▶ **WHAT THIS TASK INVOLVES**: Reproduce all the lines exactly as they stand, apart from the pictures.

▶ **DATA ENTRIES**:
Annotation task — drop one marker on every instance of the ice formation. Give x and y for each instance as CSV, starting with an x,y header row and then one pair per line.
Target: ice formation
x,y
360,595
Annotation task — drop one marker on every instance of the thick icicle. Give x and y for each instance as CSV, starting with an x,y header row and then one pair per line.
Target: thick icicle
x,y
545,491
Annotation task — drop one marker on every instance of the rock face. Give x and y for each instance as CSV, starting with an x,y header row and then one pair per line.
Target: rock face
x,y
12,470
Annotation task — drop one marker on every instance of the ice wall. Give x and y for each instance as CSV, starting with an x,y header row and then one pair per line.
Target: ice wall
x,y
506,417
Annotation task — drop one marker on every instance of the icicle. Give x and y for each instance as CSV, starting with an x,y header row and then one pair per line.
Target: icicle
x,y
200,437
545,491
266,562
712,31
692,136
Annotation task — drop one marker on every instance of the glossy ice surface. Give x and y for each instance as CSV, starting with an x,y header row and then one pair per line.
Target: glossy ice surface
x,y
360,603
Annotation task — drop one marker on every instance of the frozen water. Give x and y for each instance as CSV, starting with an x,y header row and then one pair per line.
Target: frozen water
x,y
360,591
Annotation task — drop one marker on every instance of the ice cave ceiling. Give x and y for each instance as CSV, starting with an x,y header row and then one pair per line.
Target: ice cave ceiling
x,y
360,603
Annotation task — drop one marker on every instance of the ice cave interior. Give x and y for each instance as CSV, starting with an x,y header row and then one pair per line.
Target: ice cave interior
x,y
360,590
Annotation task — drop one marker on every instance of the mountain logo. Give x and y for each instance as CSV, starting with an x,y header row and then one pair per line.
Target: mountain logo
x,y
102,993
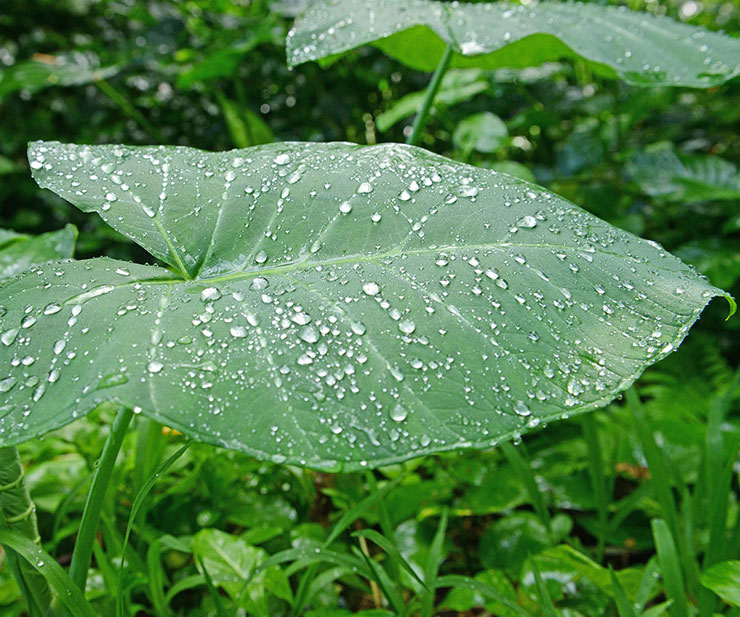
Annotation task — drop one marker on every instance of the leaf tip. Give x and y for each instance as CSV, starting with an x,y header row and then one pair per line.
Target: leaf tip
x,y
733,306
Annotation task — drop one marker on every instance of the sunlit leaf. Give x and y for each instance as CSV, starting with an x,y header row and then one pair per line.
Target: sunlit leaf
x,y
331,304
637,47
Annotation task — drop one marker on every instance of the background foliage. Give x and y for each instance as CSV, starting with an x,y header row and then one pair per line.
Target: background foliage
x,y
539,522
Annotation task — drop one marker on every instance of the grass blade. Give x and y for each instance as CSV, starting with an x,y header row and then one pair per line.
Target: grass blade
x,y
670,568
65,589
524,470
434,560
454,580
138,500
660,481
548,608
392,551
597,476
624,606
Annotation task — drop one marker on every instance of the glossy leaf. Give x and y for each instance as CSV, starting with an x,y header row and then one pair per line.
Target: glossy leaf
x,y
333,305
637,47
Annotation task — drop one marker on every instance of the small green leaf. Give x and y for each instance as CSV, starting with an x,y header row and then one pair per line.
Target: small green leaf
x,y
662,172
43,70
640,48
483,132
333,305
19,252
457,86
724,580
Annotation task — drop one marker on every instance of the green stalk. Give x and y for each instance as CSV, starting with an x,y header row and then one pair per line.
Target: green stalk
x,y
431,93
91,514
18,514
598,484
128,108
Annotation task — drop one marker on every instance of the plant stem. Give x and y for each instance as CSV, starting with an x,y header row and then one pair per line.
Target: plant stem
x,y
95,498
18,513
128,108
431,93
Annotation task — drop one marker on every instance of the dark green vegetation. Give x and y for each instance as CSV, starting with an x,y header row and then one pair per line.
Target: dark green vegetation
x,y
647,487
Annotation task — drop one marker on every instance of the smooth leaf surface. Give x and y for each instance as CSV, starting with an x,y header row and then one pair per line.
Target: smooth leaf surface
x,y
662,172
333,305
637,47
19,252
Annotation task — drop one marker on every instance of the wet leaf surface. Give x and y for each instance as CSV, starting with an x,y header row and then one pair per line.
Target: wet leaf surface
x,y
333,305
640,48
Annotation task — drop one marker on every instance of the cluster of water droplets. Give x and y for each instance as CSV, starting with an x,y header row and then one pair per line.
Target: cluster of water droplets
x,y
349,304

▶ **SOLUTION**:
Annotation task — drop one marker on every instance of the ice formation. Give x and y for each instance as CSV, starting with an x,y header row and then one pair per line.
Target: ice formation
x,y
360,595
Annotation task — drop one marker on every instance of the thick icicle. Give x and y for each instance as CSV, starting with an x,y header row and then one pair per line.
Target: thick icicle
x,y
545,491
Annotation task — drop one marker on every instance of the rock face. Give x and y for each instance as CSV, starting with an x,y header row and then one pair per line.
Target: rock face
x,y
12,470
Annotation task — drop one marker on every instance of the ice wall. Give x and y for each instance as CSV, starting with an x,y header row and then one pair per line.
Target: ice wall
x,y
506,417
Annotation task — drop one marker on every instance of the icicle. Give x and y for each instance as CSV, starting with an x,y header row and then one pair per line.
Target: icicle
x,y
200,437
545,491
266,562
712,31
692,136
Annotation task — drop one marker on every instance of the glossy ice surface. Give x and y for each instance as CSV, starting with an x,y header row and then one pair per line.
Target: glossy ice surface
x,y
360,603
Annotation task — drop one marker on every instance of the frozen water. Give x and y for each instance as CSV, starting with an x,y header row and then one pair per line.
Target: frozen water
x,y
360,591
Annotation task — drop one marker on every instance of the ice cave ceiling. Give x and y for each instance as CSV, starting with an x,y header row and then one pair per line.
Target: ice cave ceiling
x,y
360,603
Annotation task — drop one marker on every instance of the ice cave interior. Give x and y for each instance as CSV, starting with an x,y header row and then one pair per line.
Target: ice cave interior
x,y
360,590
Annotation task — drop one marker on every instance of the mountain logo. Give x and y for each instance as CSV, starting with an x,y header row and then one pair per line.
Target: mountain logo
x,y
102,993
Annotation task — drop one marker on every instance of the leaf tip. Give x and y for each instance as CSV, starting with an x,y header row and then one pair per line.
Target: leaf tip
x,y
733,306
Annotation task — drop one marker on every instance of the sunlit leaf. Give x and y for each instance as CSV, starting with an x,y header row and then one pair per line.
Target: sunlit leaf
x,y
331,304
637,47
Annotation task — drop one marker on every instance of the background foliage. Give x and y for each instance as CSV, starting with an x,y header row and then one pair per line.
Target: background foliage
x,y
539,522
Annotation task — drop one marker on every instance of the grass blade. Give x and y for each instance as CSV, starting with an x,y header row and then one pair per line.
Target: grass blade
x,y
670,568
65,589
524,470
434,560
454,580
138,500
660,481
548,608
392,551
597,476
624,606
Annotation task — drop one marker on every instance of the glossy leaf. Give x and y for each instance as CSV, starting with an x,y header row and then one pair per line.
Target: glossy leaf
x,y
333,305
637,47
Annotation task — drop one marker on every instance of the small green leaf. Give x and y for each instance as CSV, starting with an x,y header row and then one pair per line.
Target: small green leaf
x,y
662,172
43,70
640,48
483,132
333,305
19,252
457,86
724,580
Annotation task — drop one marker on every instance of the green stalk. Give x and y for each instance as CSV, starting with an x,y header row and then one pair per line.
Target: green stalk
x,y
431,93
91,514
18,514
598,484
128,108
Annotation task — drop one marker on every instance of the plant stem. Give x and y for each instance as CSV, starting with an x,y header row and then one pair per line.
Target: plant stem
x,y
95,498
18,513
128,108
431,93
Annotation task — drop one marker on every instance of the dark green vegetation. Give x and y for each instance as CSV, starting with an x,y header row and then one pair per line.
Target: dark green vegetation
x,y
647,487
Annotation task — drop one marker on every instance of the smooth leaf surface. Give x and y for each instance as CSV, starting with an x,y header row and then one pair per line.
Target: smooth leaf surface
x,y
662,172
333,305
637,47
19,252
Annotation task — drop one marker on every instance of the wet leaf surface. Give x and y for each instance as CSV, starting with an x,y header row and then one pair per line.
Target: wet leaf surface
x,y
333,305
640,48
Annotation task — drop one marker on every instance of the cluster of water droplets. Give x and y for each instance as CSV, starting with an x,y header row and then one pair per line.
Target: cluster of water droplets
x,y
349,304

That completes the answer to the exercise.